# Exercise 1
Name every material that the text below on the magnetic image medium lists as useful for the matrix.
# Exercise 2
Using the text below on the magnetic image medium, answer these, one per line:
(a) What is the preferred thickness range for the medium?
(b) What is the preferred volume fraction for the magnetic particles mixed into the viscous material?
(c) What material is given as an example for the protective layer on the write surface?

# Source text

****************

The matrix material 12 can be a polymeric material such as an elastomer or adhesive or it can be a glass. For typical magnetic image applications the material can be compliant or rigid. It is important for the fabrication of medium 10 that the matrix be a material that goes through a viscous state before curing or setting. Useful materials include silicone elastomers, epoxies, polyurethane resins and glasses. While transparent media are preferred for a number of applications, the material can be lightly colored for decoration. Typical thicknesses are on the order 2-5000 micrometers and preferably 10-500 micrometers.
Medium 10 can be fabricated starting with matrix material 12 in a viscous state. Magnetic particles 20 are demagnetized and mixed with the viscous material in a volume fraction of 0.1-20% but preferably 0.5-5%. After mixing, the material is formed into a layer, as by doctor blading, and, while initially in the viscous state, is subjected to a magnetic field of 50-5000 O_e, and preferably 200-1000 O_e during hardening or cure. The effect of the magnetic field is to cause the magnetic particles to move in the viscous material into a configuration of columns 11 extending substantially through the medium at random locations distributed with substantially uniform density in the medium.
The method of cure or hardening depends on the nature of the matrix material. Polymerizing and thermosetting materials can be heated in an oven. Light sensitive resins can be cured by exposure to radiation of appropriate frequency, and glasses, thermoplastic materials or inorganic compounds can be solidified by cooling. After hardening a protective layer 21, such as polyurethane, can be formed on the write surface of the medium to keep the particles 20 from being extracted during the write operation.
The advantages of this medium and apparatus for magnetic image formation are manifold. Resolution is enhanced because it is easier to magnetize particles in a column and obtain stronger flux from their ends due to the improved aspect ratio when the particles are in a column configuration. Moreover the columnar configuration extending substantially through medium 10 permits writing on one surface, e.g. the top surface, and development of a sharply defined image on the other surface, e.g. the bottom. This establishes magnetic flux lines close to the display medium while permitting enclosure of the development medium away from the user. This feature can be used to prevent leakage of magnetic powders and ferrofluids. Moreover, the use of a column configuration -- as distinguished from a random distribution of magnetic particles -- permits better transparency for medium 10 than would be present for the same content of randomly distributed particles.

****************

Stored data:
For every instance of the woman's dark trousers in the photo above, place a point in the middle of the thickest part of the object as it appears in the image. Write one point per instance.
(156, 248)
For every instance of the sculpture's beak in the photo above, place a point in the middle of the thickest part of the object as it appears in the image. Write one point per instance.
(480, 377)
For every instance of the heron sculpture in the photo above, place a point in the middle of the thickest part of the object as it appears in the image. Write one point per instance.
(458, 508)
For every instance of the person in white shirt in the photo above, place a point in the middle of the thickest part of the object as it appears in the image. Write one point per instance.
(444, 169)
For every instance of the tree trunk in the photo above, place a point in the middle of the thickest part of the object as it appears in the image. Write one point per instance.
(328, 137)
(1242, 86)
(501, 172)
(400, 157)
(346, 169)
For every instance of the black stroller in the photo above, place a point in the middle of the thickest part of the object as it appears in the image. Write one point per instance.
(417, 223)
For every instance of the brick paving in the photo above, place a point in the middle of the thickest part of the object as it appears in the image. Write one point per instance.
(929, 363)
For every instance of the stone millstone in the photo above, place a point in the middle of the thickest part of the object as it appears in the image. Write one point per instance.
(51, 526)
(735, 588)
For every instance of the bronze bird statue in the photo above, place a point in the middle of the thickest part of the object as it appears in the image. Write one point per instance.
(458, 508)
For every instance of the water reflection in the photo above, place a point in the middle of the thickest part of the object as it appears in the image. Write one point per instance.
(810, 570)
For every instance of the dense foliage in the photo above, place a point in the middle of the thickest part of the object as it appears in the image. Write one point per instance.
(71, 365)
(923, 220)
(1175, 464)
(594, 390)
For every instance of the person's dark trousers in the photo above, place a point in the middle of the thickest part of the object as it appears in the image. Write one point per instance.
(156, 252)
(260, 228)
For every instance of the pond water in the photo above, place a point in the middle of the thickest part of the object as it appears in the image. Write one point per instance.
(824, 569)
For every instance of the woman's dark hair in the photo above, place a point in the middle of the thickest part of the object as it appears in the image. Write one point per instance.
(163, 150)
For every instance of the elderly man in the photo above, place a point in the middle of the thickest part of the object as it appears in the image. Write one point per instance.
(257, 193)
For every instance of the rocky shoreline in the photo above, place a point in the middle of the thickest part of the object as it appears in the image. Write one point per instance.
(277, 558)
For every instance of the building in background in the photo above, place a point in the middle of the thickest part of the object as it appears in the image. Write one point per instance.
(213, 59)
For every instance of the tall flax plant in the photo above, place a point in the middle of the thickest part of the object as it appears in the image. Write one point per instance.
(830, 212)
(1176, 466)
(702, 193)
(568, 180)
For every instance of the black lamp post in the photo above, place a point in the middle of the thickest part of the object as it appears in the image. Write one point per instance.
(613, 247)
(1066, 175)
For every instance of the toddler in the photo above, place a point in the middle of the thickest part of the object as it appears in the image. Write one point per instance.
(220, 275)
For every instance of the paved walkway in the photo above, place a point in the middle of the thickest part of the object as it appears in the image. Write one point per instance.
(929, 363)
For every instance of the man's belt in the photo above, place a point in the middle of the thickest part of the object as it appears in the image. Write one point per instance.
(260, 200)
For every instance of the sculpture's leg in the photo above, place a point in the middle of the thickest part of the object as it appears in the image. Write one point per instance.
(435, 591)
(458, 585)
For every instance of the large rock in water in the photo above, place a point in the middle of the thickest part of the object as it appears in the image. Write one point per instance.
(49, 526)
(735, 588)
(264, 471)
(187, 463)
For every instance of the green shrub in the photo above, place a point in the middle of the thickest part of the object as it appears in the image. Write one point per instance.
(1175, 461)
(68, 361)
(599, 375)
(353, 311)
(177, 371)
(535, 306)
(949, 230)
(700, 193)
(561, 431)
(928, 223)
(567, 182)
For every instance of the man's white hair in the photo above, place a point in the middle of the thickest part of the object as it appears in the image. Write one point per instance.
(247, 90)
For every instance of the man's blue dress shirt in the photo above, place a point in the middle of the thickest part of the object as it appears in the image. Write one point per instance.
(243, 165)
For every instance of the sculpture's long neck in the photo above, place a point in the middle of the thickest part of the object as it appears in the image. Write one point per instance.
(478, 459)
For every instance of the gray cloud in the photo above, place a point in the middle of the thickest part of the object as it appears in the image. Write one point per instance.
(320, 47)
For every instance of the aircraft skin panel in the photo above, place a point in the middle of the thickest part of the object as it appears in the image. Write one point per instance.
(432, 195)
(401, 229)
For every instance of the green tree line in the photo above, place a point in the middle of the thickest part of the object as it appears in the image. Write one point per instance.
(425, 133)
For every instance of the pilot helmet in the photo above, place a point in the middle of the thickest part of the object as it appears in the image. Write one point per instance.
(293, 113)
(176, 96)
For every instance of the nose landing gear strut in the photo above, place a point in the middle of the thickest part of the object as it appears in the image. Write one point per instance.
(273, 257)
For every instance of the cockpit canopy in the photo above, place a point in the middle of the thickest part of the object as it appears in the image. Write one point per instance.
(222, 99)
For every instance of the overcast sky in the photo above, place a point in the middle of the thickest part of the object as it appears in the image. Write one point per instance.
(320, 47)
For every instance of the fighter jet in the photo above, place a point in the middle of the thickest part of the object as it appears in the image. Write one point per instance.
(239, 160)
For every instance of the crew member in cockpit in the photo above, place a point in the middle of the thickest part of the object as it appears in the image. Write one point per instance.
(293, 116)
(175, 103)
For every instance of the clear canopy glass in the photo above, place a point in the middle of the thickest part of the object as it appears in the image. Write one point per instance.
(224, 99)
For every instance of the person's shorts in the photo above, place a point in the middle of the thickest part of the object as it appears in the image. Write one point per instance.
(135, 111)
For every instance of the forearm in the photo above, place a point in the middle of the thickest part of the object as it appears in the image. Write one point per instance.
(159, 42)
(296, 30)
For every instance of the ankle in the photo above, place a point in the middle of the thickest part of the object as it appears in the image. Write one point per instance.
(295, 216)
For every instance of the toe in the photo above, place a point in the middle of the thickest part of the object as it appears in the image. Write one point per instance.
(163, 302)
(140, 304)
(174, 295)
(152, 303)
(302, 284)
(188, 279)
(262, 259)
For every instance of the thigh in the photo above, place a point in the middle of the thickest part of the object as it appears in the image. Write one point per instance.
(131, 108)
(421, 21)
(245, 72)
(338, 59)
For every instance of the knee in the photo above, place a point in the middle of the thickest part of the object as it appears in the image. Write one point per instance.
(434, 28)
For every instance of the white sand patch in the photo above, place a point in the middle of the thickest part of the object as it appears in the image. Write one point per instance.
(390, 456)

****************

# Full answer 1
Silicone elastomers, epoxies, polyurethane resins, glasses

# Full answer 2
(a) 10-500 micrometers
(b) 0.5-5%
(c) Polyurethane